■ **PROBLEM REQUIREMENTS**
What follows is a listing; restate all of it word for word.

■ **RECORD EXCERPTS**
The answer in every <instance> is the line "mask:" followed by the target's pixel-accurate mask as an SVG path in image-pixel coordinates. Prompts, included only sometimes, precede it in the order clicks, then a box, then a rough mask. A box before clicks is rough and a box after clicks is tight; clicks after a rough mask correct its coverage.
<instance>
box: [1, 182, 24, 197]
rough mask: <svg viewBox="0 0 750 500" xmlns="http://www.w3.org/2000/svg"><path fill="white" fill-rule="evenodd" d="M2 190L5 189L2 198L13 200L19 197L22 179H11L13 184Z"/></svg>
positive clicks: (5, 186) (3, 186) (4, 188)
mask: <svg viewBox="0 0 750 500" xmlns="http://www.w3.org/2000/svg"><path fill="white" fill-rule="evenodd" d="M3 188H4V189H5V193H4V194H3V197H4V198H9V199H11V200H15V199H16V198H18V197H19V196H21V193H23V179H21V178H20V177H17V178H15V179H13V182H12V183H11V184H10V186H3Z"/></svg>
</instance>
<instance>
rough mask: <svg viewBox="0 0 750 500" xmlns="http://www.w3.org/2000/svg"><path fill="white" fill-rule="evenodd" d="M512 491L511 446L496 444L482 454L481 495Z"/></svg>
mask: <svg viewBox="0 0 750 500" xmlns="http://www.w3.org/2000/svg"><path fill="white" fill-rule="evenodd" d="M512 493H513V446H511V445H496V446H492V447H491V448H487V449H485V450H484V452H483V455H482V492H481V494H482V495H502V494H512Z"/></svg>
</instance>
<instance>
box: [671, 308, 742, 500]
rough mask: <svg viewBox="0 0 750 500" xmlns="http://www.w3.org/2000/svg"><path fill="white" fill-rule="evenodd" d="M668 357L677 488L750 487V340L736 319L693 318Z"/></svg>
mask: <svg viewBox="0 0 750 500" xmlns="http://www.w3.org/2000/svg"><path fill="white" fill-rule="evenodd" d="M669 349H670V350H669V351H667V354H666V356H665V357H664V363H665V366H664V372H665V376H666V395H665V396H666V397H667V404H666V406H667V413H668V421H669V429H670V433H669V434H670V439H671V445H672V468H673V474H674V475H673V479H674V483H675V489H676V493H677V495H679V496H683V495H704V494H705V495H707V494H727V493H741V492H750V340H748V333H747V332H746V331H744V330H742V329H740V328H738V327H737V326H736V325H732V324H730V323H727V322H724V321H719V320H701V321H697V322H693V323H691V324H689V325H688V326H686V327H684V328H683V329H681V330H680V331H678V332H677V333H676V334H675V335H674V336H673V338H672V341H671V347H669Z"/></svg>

■ **OUTPUT**
The answer in every <instance> is the line "mask:" followed by the target's pixel-accurate mask as an SVG path in image-pixel coordinates. Prompts, included only sometimes, precede it in the order clicks, then a box, then a rough mask. A box before clicks is rough and a box after clicks is tight; clicks after a rough mask correct its coverage.
<instance>
box: [1, 182, 24, 197]
rough mask: <svg viewBox="0 0 750 500" xmlns="http://www.w3.org/2000/svg"><path fill="white" fill-rule="evenodd" d="M2 190L5 189L2 198L13 200L19 197L22 179H11L13 184Z"/></svg>
positive clicks: (5, 186) (3, 186) (4, 188)
mask: <svg viewBox="0 0 750 500" xmlns="http://www.w3.org/2000/svg"><path fill="white" fill-rule="evenodd" d="M3 188H4V189H5V193H4V194H3V197H4V198H9V199H11V200H15V199H16V198H18V197H19V196H21V193H23V179H21V178H20V177H17V178H15V179H13V182H12V183H11V184H10V186H3Z"/></svg>
</instance>
<instance>
rough mask: <svg viewBox="0 0 750 500" xmlns="http://www.w3.org/2000/svg"><path fill="white" fill-rule="evenodd" d="M512 491L511 446L496 444L482 454L481 495Z"/></svg>
mask: <svg viewBox="0 0 750 500" xmlns="http://www.w3.org/2000/svg"><path fill="white" fill-rule="evenodd" d="M512 493H513V446H511V445H496V446H492V447H491V448H487V449H485V450H484V452H483V455H482V492H481V494H482V495H502V494H512Z"/></svg>
</instance>
<instance>
box: [671, 308, 742, 500]
rough mask: <svg viewBox="0 0 750 500" xmlns="http://www.w3.org/2000/svg"><path fill="white" fill-rule="evenodd" d="M668 357L677 488L750 487V340L736 319L693 318Z"/></svg>
mask: <svg viewBox="0 0 750 500" xmlns="http://www.w3.org/2000/svg"><path fill="white" fill-rule="evenodd" d="M669 349H670V350H669V351H667V354H666V356H665V357H664V363H665V366H664V372H665V376H666V395H665V396H666V397H667V404H666V406H667V413H668V421H669V429H670V433H669V434H670V439H671V445H672V468H673V474H674V475H673V479H674V483H675V489H676V493H677V495H679V496H683V495H704V494H705V495H707V494H727V493H741V492H750V340H748V333H747V332H746V331H744V330H742V329H740V328H738V327H737V326H736V325H732V324H730V323H727V322H724V321H719V320H701V321H697V322H693V323H691V324H689V325H688V326H686V327H684V328H683V329H681V330H680V331H678V332H677V333H676V334H675V335H674V336H673V338H672V341H671V347H669Z"/></svg>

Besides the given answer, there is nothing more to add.